→ Exercise directions
Starting with the line that contains "hair, placing a dot on each.", copy every line through the end of the data below, exactly and with nothing added.

→ Named-object pointing records
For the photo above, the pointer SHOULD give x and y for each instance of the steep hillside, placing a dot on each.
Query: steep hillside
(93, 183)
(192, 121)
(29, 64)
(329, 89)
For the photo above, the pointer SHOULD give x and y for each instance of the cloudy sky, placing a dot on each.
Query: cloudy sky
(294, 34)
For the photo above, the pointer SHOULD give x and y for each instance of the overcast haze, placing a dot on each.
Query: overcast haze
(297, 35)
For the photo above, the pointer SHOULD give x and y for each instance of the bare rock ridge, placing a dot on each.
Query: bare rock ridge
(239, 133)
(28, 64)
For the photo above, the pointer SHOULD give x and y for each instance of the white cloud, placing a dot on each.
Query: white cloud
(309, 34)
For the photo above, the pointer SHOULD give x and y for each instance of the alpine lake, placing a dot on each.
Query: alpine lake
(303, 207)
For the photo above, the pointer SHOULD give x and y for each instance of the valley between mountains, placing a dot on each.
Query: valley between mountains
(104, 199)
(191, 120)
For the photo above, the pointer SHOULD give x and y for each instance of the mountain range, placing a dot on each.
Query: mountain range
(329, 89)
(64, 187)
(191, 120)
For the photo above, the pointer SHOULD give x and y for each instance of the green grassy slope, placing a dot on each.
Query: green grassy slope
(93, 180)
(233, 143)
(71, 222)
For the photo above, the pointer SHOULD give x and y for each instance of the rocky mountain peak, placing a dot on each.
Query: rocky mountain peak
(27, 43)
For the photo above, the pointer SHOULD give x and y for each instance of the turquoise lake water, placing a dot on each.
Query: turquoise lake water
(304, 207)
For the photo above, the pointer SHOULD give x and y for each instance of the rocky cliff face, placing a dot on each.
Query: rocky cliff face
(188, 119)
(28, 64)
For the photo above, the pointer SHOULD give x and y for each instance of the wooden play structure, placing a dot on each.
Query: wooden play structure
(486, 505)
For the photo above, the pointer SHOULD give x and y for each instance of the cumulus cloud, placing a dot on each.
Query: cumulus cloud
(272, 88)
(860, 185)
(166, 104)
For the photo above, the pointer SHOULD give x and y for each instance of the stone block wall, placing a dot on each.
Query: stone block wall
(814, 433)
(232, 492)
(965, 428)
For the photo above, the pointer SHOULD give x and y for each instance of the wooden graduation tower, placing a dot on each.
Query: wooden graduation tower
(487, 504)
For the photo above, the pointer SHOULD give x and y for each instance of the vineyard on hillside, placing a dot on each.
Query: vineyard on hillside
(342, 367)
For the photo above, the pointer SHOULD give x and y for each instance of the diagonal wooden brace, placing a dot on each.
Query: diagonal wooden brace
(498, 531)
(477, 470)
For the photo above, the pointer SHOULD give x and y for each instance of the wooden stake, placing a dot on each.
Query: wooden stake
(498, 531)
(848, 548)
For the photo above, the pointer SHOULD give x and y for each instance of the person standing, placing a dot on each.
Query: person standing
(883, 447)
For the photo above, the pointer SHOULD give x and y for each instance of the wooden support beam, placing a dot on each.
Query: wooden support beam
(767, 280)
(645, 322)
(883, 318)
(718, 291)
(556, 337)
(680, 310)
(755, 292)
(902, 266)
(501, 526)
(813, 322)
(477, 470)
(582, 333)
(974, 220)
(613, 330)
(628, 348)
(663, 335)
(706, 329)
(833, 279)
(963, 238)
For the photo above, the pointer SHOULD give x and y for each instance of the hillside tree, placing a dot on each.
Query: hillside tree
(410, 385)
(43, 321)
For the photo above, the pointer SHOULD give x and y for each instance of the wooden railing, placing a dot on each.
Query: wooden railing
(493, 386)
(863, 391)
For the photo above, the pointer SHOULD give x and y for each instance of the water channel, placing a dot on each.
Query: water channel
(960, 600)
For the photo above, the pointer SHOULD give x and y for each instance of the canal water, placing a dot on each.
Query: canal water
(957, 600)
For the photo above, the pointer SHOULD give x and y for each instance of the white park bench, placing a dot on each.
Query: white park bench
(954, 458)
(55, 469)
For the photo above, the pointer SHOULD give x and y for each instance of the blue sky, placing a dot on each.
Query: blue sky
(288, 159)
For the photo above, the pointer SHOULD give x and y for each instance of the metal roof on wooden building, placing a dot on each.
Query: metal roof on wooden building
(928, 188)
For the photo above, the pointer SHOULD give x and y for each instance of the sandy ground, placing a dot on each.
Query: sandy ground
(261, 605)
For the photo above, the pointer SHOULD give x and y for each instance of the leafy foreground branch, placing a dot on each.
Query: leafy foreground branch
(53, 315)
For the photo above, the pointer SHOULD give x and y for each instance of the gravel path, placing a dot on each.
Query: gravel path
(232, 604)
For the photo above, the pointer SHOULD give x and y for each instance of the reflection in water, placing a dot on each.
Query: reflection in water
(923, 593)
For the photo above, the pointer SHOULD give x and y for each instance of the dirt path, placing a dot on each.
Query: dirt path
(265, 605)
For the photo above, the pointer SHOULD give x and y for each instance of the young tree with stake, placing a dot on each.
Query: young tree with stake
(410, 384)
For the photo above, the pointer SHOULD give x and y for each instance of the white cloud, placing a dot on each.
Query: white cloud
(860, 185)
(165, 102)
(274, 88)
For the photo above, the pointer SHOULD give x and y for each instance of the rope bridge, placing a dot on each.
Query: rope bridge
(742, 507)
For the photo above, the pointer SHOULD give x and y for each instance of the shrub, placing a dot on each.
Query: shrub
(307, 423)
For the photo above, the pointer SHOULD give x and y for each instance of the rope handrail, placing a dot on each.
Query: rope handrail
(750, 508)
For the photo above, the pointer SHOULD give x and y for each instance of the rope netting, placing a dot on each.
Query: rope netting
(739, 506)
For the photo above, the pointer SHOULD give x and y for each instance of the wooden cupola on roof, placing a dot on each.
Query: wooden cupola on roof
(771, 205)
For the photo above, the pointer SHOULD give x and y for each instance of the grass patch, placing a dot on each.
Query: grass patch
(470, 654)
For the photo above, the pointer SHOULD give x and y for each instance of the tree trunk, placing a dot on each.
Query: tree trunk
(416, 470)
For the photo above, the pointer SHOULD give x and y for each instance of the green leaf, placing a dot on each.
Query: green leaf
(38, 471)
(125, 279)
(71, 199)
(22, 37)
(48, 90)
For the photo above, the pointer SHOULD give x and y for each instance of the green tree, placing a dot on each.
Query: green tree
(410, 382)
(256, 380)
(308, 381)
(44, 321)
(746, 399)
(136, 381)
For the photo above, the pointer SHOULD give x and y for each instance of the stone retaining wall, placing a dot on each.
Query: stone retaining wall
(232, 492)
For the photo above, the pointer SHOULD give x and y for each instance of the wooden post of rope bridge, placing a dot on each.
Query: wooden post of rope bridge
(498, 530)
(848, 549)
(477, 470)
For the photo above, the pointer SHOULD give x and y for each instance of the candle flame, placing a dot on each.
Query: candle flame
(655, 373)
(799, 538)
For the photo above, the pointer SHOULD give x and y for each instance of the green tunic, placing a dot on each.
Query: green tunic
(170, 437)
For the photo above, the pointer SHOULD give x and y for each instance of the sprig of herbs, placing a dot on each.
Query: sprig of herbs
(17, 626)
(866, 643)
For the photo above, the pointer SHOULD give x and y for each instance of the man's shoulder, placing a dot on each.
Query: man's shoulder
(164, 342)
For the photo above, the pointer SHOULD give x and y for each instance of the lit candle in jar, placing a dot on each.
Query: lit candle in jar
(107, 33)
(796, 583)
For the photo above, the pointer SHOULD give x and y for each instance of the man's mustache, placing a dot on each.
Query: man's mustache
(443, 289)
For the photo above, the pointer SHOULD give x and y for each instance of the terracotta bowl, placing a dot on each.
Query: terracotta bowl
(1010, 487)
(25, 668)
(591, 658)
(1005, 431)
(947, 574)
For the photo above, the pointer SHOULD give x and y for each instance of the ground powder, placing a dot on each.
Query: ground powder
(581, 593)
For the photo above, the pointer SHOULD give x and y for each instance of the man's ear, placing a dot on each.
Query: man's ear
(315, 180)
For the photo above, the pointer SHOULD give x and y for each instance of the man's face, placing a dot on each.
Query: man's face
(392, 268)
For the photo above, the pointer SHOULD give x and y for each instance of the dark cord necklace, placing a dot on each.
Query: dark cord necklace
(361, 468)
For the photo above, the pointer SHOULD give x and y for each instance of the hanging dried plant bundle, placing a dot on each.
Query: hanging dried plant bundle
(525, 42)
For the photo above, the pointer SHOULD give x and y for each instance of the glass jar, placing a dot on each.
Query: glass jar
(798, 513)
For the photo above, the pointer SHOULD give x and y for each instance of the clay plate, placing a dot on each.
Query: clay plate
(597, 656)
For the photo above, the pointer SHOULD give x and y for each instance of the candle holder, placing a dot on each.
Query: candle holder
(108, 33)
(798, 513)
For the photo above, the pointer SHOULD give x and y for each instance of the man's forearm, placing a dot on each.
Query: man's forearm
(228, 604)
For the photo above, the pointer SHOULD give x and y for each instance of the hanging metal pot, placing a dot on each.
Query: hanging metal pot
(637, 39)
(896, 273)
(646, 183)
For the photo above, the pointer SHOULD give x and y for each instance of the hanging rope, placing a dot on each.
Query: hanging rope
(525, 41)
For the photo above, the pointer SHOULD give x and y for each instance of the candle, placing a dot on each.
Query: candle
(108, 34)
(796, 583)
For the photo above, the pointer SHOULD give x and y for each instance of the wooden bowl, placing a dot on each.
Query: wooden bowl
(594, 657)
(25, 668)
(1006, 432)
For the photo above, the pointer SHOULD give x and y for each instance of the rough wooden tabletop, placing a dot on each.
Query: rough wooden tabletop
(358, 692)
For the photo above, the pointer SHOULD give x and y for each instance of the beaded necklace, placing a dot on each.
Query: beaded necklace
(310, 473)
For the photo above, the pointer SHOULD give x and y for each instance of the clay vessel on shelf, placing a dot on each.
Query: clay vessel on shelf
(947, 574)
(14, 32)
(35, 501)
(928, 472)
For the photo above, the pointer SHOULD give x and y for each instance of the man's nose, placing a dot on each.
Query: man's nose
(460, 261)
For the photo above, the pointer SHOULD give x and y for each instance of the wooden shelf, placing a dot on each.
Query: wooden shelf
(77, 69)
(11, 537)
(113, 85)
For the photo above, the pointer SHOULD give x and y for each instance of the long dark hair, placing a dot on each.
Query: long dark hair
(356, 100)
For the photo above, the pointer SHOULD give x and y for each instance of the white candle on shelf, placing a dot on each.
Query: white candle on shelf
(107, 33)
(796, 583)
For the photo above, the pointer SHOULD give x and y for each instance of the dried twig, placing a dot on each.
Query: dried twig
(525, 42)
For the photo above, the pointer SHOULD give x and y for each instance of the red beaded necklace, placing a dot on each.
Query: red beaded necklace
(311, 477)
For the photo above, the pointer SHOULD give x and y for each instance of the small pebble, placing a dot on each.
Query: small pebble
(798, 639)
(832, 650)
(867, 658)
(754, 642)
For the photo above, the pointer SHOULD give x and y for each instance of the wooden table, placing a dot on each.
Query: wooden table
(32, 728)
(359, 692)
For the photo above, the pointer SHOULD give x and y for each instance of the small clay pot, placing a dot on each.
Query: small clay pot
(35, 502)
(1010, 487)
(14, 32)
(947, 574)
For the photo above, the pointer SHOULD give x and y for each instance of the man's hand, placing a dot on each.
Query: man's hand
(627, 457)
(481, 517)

→ Answer below
For the photo above, the pointer SHOULD give x and y for each instance of the long dark hair, placing a dot on each.
Query: long dark hair
(356, 100)
For the photo above, the pointer SHOULD give x and y for each instance of the white candle on shelf, placing a dot on each.
Query: white candle on shelf
(107, 33)
(796, 583)
For the photo above, the pointer SHOULD give x and y for each instance of the dried twig, placing a dot on each.
Query: dried twig
(525, 42)
For the photo above, the pointer SHOULD give x and y for each instance of the red beaded necklace, placing a dot on each.
Query: red beaded necklace
(311, 477)
For the photo above, the pointer SHOULD give x and y for each instance of the small pebble, placing a dot on each.
Query: small pebble
(798, 639)
(832, 650)
(867, 658)
(754, 642)
For the photo above, the pointer SHOULD give x and y for each instance of the wooden table, placing a dot on each.
Query: wooden table
(32, 728)
(359, 692)
For the photo above, the pointer SHOULD give x and y for each instance of the small clay pot, placing a dot on each.
Query: small clay pot
(35, 502)
(1010, 487)
(14, 32)
(947, 574)
For the photo above, the pointer SHOULD give x and y for each instance of the man's hand, placing a dot on each.
Query: man's hand
(627, 457)
(481, 517)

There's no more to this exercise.